-- start --
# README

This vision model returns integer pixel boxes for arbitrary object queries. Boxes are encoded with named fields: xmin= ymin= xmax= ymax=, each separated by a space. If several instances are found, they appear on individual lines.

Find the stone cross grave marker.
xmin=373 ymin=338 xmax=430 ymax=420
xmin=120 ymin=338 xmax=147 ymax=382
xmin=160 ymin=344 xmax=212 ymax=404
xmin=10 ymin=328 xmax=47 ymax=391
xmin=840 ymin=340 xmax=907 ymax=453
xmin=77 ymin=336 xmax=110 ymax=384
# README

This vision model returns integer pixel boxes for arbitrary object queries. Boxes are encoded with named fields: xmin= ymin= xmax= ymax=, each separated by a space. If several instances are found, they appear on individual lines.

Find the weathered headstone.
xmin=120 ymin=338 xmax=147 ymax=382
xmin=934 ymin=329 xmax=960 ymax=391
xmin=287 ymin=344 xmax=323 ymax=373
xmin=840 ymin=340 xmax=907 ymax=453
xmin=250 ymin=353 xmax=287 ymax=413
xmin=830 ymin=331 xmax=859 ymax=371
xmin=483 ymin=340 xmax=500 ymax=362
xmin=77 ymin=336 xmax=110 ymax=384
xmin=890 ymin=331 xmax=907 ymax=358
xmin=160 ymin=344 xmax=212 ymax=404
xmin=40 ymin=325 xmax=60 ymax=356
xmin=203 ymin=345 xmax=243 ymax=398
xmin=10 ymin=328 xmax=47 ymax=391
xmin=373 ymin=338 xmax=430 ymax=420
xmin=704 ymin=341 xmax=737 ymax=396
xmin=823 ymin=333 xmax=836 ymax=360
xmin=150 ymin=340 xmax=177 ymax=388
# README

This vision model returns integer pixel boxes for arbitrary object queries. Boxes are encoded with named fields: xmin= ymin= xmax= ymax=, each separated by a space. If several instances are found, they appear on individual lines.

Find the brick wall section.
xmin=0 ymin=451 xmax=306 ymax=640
-- end --
TASK DETAILS — Render every line of the items above as a Markdown table with two columns, Row and Line. Number the rows and leave out the blank lines.

SOLUTION —
| Row | Line |
|---|---|
| 1 | # README |
| 2 | This vision model returns integer pixel boxes for arbitrary object queries. Boxes are encoded with named fields: xmin= ymin= xmax= ymax=, each separated by a space. If several instances are found, they appear on individual lines. |
| 3 | Find the stone cross grave marker. |
| 4 | xmin=373 ymin=338 xmax=430 ymax=420 |
| 5 | xmin=120 ymin=338 xmax=147 ymax=382 |
| 6 | xmin=160 ymin=344 xmax=212 ymax=404 |
| 7 | xmin=10 ymin=328 xmax=47 ymax=391 |
| 8 | xmin=840 ymin=340 xmax=907 ymax=453 |
| 9 | xmin=77 ymin=336 xmax=110 ymax=384 |
| 10 | # README |
| 11 | This vision model returns integer pixel boxes for arbitrary object queries. Boxes are encoded with named fields: xmin= ymin= xmax= ymax=, each separated by a space. If several instances are found, they appear on individual lines. |
| 12 | Find the weathered headstone. |
| 13 | xmin=120 ymin=338 xmax=147 ymax=382 |
| 14 | xmin=934 ymin=329 xmax=960 ymax=391 |
| 15 | xmin=287 ymin=344 xmax=323 ymax=373 |
| 16 | xmin=840 ymin=340 xmax=907 ymax=453 |
| 17 | xmin=250 ymin=353 xmax=287 ymax=413 |
| 18 | xmin=830 ymin=331 xmax=859 ymax=371 |
| 19 | xmin=483 ymin=340 xmax=500 ymax=362 |
| 20 | xmin=77 ymin=336 xmax=110 ymax=384 |
| 21 | xmin=890 ymin=331 xmax=907 ymax=358 |
| 22 | xmin=160 ymin=344 xmax=212 ymax=404 |
| 23 | xmin=40 ymin=325 xmax=60 ymax=356 |
| 24 | xmin=203 ymin=345 xmax=243 ymax=398 |
| 25 | xmin=10 ymin=328 xmax=47 ymax=391 |
| 26 | xmin=373 ymin=338 xmax=430 ymax=420 |
| 27 | xmin=704 ymin=341 xmax=737 ymax=396 |
| 28 | xmin=823 ymin=333 xmax=836 ymax=360 |
| 29 | xmin=150 ymin=340 xmax=177 ymax=388 |
| 30 | # README |
| 31 | This vision model returns integer pixel boxes for arbitrary object queries. Boxes are encoded with named fields: xmin= ymin= xmax= ymax=, each separated by a space. If several instances are found, they appear on individual lines. |
| 32 | Find the brick wall section. |
| 33 | xmin=0 ymin=451 xmax=306 ymax=640 |